**Selected passage**
────

Next is the addition of another screw for gib adjustment. It only has 2, one at each end and at extreme travels the ends sorta hang out in mid air. That can be improved.







Robert


----------



## black85vette

I picked one up at an estate sale pretty cheap. I added the third screw also. Replaced the rear carriage gibb with one made of brass and moved the contact points to the outside rather than the single center point. Then drilled and tapped for two adjusting screws. One on each end rather than the wing nut in the middle. Helped stop the rocking of the carriage.  Machined a new rear spindle bearing.  Removed the pin holding the knob on the compound and installed a steel collar with a set screw so I could adjust it. Replaced the crank on the cross slide with a knurled knob and again put a steel collar on it with a set screw so the lash could be adjusted. 

It won't replace my Atlas 12" but after tightening everything up it made some fairly good cuts. It will cut 1" steel with a HSS tool and take .018 cuts without complaining.  It does OK if I don't push it hard.  Does require some effort to get it tight enough to work properly. 

Not quite a boat anchor. Nice thing is that it is really easy to move and small enough to put on a shelf when it is not used.


----------



## Foozer

black85vette  said:
			
		

> I picked one up at an estate sale pretty cheap. I added the third screw also. Replaced the rear carriage gibb with one made of brass and moved the contact points to the outside rather than the single center point. Then drilled and tapped for two adjusting screws. One on each end rather than the wing nut in the middle. Helped stop the rocking of the carriage. Machined a new rear spindle bearing. Removed the pin holding the knob on the compound and installed a steel collar with a set screw so I could adjust it. Replaced the crank on the cross slide with a knurled knob and again put a steel collar on it with a set screw so the lash could be adjusted.



You do know the machine  Sounds like my "To Do List"

────

**Directions**
Carry on the forum thread about tightening up a small lathe, picking up right after its last line.

────

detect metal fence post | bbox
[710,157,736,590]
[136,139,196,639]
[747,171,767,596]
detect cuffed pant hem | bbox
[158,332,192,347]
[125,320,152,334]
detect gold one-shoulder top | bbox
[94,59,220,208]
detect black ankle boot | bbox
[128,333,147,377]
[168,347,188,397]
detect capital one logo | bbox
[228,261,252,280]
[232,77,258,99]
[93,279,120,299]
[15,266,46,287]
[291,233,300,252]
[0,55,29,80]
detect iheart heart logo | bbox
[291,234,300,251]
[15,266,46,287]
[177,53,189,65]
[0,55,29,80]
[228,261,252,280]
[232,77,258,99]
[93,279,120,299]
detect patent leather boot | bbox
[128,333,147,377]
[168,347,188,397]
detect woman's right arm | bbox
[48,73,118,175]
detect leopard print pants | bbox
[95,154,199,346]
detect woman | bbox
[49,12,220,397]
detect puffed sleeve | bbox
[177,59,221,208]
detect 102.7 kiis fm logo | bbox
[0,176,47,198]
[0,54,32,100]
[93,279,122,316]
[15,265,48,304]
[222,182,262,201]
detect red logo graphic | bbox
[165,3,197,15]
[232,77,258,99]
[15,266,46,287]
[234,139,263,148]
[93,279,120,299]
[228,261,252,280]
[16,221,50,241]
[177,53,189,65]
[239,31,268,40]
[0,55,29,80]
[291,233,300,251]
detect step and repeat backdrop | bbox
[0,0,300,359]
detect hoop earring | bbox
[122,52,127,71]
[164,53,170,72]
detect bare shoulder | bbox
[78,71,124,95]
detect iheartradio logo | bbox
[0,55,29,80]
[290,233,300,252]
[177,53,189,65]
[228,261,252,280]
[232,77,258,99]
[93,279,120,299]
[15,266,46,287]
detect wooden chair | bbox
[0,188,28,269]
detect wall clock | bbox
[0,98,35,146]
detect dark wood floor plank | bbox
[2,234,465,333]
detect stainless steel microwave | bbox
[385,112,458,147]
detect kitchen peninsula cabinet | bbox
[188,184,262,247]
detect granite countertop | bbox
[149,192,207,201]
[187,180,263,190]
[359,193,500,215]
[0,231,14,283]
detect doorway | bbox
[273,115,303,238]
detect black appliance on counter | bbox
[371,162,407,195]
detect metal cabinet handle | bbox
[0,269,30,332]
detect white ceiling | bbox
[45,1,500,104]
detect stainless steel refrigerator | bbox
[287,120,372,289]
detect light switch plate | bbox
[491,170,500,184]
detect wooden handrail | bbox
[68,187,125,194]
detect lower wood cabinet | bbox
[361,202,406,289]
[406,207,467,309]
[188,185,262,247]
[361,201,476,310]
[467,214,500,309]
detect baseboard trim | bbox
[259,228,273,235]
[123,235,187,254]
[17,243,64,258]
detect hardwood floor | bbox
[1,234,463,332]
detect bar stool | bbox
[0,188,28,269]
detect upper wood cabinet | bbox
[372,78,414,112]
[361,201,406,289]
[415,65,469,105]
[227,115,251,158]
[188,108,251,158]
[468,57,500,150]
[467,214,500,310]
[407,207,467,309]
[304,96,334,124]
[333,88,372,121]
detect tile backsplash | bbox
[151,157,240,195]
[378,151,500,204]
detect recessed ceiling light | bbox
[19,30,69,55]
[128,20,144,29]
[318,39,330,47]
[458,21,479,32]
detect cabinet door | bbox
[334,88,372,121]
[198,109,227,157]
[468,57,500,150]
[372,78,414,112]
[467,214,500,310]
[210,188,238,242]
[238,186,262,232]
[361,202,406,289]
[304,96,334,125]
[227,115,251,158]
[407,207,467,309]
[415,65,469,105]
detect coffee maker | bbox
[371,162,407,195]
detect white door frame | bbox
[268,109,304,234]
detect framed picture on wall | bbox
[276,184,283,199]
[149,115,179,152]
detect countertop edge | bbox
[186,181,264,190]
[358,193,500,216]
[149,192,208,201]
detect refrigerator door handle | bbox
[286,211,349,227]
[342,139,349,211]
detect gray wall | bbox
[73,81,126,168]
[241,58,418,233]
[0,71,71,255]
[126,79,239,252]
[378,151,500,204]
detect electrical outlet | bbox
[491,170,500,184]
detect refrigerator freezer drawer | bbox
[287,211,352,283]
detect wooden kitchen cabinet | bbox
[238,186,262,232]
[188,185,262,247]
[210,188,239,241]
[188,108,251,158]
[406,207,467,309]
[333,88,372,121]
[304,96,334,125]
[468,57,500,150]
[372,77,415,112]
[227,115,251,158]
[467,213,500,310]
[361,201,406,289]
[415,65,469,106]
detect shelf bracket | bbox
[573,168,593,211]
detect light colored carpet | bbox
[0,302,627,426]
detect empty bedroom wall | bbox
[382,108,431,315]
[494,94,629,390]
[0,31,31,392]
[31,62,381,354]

────

**The response**
Robert


----------



## bearcar1

I'm following along with you Fooz', in the interest of perhaps doing some mods to the 109 that I have. For those of you not familiar with these machines here is a picture of what one looks like so that you may better understand what Fooz' and others are talking about. They are terrific small machines and many are still around in use. This one was used all of its life in a auto atore to turn armatures for generators etc. My Father picked it up for a few dollars and gave it to me. I in turn, took it apart and cleaned it up and what you see is the end result. I just need to get a manual for it as well as a motor and I'll be all set. 

BC1
Jim


----------



## Deanofid

I also have a 109, model 20630, besides a couple of other lathes. I've done most of the things described here, plus some. The people who say it's a boat anchor probably just don't know how to listen to the machine. It's not a Heavy 10, and can't be treated like one.

After making a rear bearing, buying a new front one, making a spindle nose adapter that will take a good chuck, replacing all the gibs with brass, putting in a third gib adjusting screw on the cross slide and some proper adjusters for the carriage gib, this little lathe works just fine. It's over 60 years old and it just needed a little fixing up.

You can see my 109 adventures on my Craftsman AA pages;

http://www.deansphotographica.com/machining/projects/109/109a.html


----------



## black85vette

bearcar1  said:
			
		

> . I just need to get a manual for it as well as a motor and I'll be all set.
> 
> BC1
> Jim



I just used the motor from my bench grinder with a 2" pully and screwed it down to some MDF with the lathe as a test set up.

I have a parts list and a bunch of materials from different sources on the web. I will forward anything I have by email.

Dave; I like the chuck mount project you did. I bought an adapter from Littlemachineshop that allows you to use any of the 7x10 lathe chucks on the 109. Since I had a 3 jaw, 4 jaw and face plate the $18 seemed cheap for the adapter. I just had to get it square, face it and then trim it to fit the back of the chucks.


----------



## Foozer

Deanofid  said:
			
		

> I also have a 109, model 20630, besides a couple of other lathes. I've done most of the things described here, plus some. The people who say it's a boat anchor probably just don't know how to listen to the machine. It's not a Heavy 10, and can't be treated like one.
> 
> After making a rear bearing, buying a new front one, making a spindle nose adapter that will take a good chuck, replacing all the gibs with brass, putting in a third gib adjusting screw on the cross slide and some proper adjusters for the carriage gib, this little lathe works just fine. It's over 60 years old and it just needed a little fixing up.
> 
> You can see my 109 adventures on my Craftsman AA [pages;]




Not a heavy for sure. Bent the first spindle, replaced it with one that had a 3/4 16 nose already cut into it. Allows for the Taig chuck to be mounted. That in itself was a vast improvement.

Don't worry I've gone over every detail of your "109 Adventures" and plan on stealing err, utilizing your ideas.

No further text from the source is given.